### TASK DIRECTIONS
Which lines in the material below contain the string "instance"? Copy each of them whole, matching case exactly.

### EXTRACTED DATA
━━━

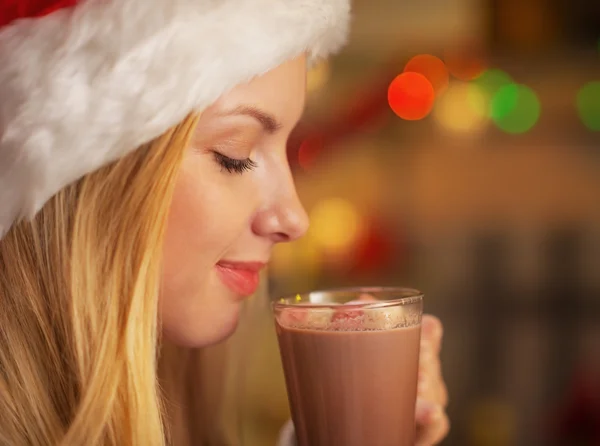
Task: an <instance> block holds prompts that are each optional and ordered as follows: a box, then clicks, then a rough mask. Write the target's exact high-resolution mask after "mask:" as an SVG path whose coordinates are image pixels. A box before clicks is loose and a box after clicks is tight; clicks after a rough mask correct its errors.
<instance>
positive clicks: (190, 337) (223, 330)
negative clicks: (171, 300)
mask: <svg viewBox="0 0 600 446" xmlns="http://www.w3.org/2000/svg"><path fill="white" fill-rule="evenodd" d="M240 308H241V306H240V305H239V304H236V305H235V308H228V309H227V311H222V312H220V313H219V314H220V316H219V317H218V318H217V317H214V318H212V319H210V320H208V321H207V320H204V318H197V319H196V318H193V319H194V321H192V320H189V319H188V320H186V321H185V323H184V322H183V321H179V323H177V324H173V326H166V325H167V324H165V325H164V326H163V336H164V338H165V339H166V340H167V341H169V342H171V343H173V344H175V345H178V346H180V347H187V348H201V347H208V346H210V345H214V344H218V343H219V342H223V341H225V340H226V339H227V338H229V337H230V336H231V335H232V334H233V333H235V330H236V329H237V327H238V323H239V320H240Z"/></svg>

━━━

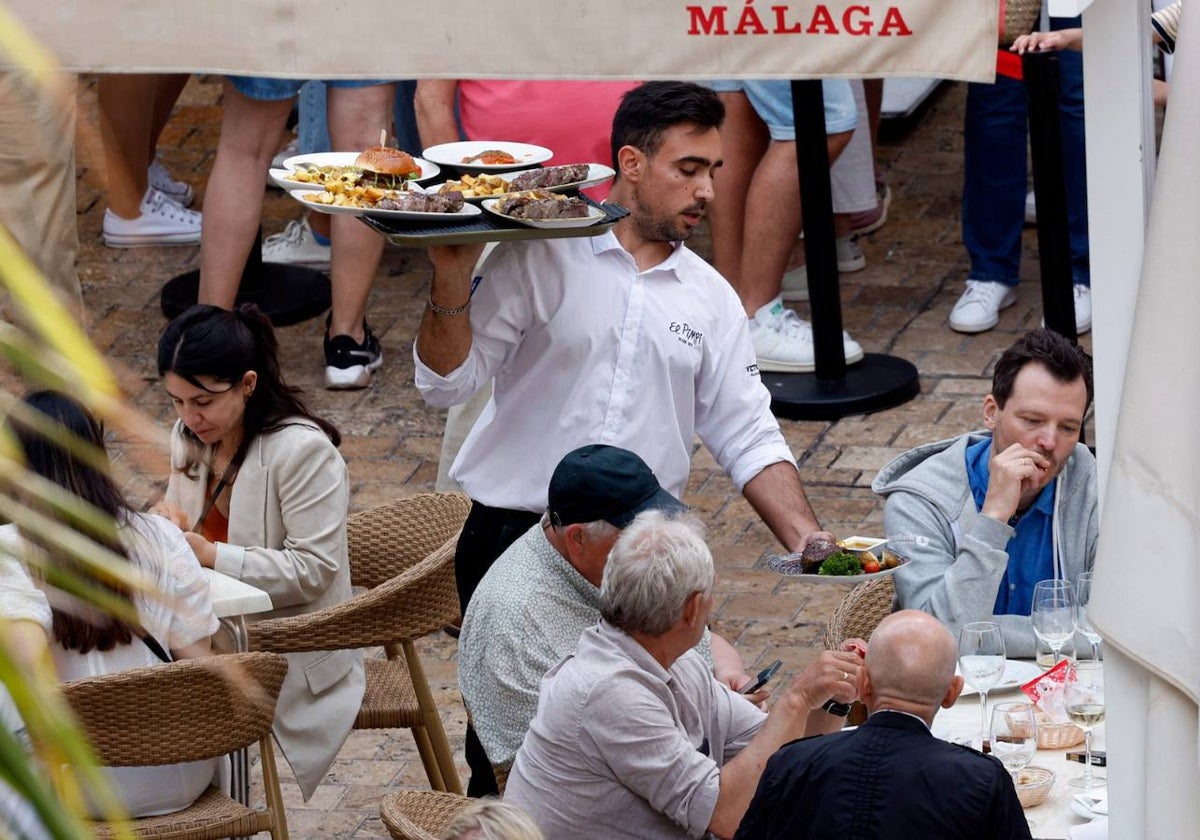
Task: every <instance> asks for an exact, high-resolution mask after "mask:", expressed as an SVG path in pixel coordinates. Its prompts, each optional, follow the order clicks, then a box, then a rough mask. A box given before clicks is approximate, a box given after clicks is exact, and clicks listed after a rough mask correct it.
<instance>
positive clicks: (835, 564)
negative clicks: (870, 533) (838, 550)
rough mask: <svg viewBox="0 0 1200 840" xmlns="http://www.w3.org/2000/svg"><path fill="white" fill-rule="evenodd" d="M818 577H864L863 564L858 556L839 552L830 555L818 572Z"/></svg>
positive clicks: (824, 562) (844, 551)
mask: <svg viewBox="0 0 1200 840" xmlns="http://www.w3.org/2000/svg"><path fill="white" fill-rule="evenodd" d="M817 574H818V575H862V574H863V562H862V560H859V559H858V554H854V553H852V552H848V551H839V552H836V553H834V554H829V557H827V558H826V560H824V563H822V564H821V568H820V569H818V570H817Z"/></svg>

━━━

### COMPLETED TASK
Task: an <instance> block holds prompts that are each optional and ordered as follows: a box, then clicks, then a rough mask. Write the target's exact high-resolution mask after "mask:" as an SVG path whose coordinates are image pixels. A box before clicks is loose and a box after clicks is tight; clicks after a rough mask correct its errors.
<instance>
Task: every <instance> asks for an exact, high-resolution mask after "mask:", expressed as an SVG path in pixel coordinates. Its prompts, each optional, follow the order clicks, then a box, then a rough mask. A box given before clicks is approximate, a box given after clicks is exact, and clicks listed after a rough mask correct it.
<instance>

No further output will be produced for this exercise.